GIVEN TEXT —
──────────────────────────────
If you could pick your companion based on a crystal ball that determined your combined future together with another, would you? This crystal ball would be able to account for all your combined credentials. Including but not limited to goals, likes, dislikes, irritating habits, preferences in terms of travel, family, relationship type, fidelity, values, looks, achievements, etc. It could even predict the time that you would remain together and of those years how many of them would be happy years. Would you look into that crystal ball? Either to quantify the compatibility of your current partner or to see what the next one would look like? Basically, are you wasting your time?
Strength in connection and time committed to another.
Imagine if you knew you would be with someone for 5 years - and they would all be happy, very happy filled with love, joy and adventure, but then on day 1825 they’d pass away. Would you want those 5 happy years? To have been in bliss with another for 5 years. Or when compared to a semi-happy / unhappy but financially stable existence with someone else for 20 years, how would you rationalise? Which would you pick? Is 5 happy years a long time or not enough time? If the strength of connection and time are the two measuring sticks - which one is more important to you? And if you let the crystal ball’s predictions choose, would you be asking how does this crystal ball determine happiness? Or could it be your faith in the prediction that makes it come true? Some kind of self-fulfilling prophecy.
"The randomness in companionship and compatibility is fascinating and unpredictable by nature, but isn’t that where the fun lives, in those moments."
I suppose what I am really wondering is if knowing the formula of a relationship is an advantage or a disadvantage. I think about it in the context of my own partnership. Had I known that I would be in a relationship for many years and that there would be some really hard years thrown in the mix, would I have gone into the relationship with a different expectation? And if I had, would this insight have altered the trajectory of the relationship. When people ask me about my marriage, I’m honest. I normally say something along the lines of - I’m very happily married, we laugh at least once a day, we push each other to do better, to be better and to find the joy in life, neither of us would want to be with anyone else, but we work at it, together every day, every week, every year. It's a journey that features great stories and hard conversations but it’s all part of it. It’s the work and maintenance we choose, its love, its unpredictable, unmeasurable and at times messy.
──────────────────────────────
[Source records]
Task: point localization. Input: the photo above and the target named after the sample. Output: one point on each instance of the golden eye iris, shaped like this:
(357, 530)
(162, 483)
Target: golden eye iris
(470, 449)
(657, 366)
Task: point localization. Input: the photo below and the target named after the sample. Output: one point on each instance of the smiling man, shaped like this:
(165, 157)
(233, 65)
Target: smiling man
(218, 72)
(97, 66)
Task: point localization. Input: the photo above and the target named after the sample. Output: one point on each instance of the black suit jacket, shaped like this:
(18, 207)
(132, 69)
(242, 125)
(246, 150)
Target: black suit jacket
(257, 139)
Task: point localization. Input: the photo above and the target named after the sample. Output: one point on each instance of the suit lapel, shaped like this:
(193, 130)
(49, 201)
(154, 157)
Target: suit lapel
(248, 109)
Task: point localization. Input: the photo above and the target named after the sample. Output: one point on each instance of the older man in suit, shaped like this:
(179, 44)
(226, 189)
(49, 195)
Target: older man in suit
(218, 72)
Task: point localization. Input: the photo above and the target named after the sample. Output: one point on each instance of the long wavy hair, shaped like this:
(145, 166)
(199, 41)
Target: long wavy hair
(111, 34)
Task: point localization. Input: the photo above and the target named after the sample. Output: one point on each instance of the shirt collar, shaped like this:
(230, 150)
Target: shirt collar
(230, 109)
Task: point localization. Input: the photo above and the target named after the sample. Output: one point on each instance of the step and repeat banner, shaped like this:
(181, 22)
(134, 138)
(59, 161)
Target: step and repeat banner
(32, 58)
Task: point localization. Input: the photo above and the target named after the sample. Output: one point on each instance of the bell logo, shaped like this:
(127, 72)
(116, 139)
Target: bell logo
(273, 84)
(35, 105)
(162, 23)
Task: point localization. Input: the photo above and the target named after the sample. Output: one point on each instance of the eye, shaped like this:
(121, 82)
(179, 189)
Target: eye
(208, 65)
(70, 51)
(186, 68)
──────────────────────────────
PROBLEM DESCRIPTION —
Please return the passage from the crystal ball essay word for word, beginning at the words "Imagine if you" and stopping after the words "of self-fulfilling prophecy.". These records were drawn from a separate source.

RESULT —
Imagine if you knew you would be with someone for 5 years - and they would all be happy, very happy filled with love, joy and adventure, but then on day 1825 they’d pass away. Would you want those 5 happy years? To have been in bliss with another for 5 years. Or when compared to a semi-happy / unhappy but financially stable existence with someone else for 20 years, how would you rationalise? Which would you pick? Is 5 happy years a long time or not enough time? If the strength of connection and time are the two measuring sticks - which one is more important to you? And if you let the crystal ball’s predictions choose, would you be asking how does this crystal ball determine happiness? Or could it be your faith in the prediction that makes it come true? Some kind of self-fulfilling prophecy.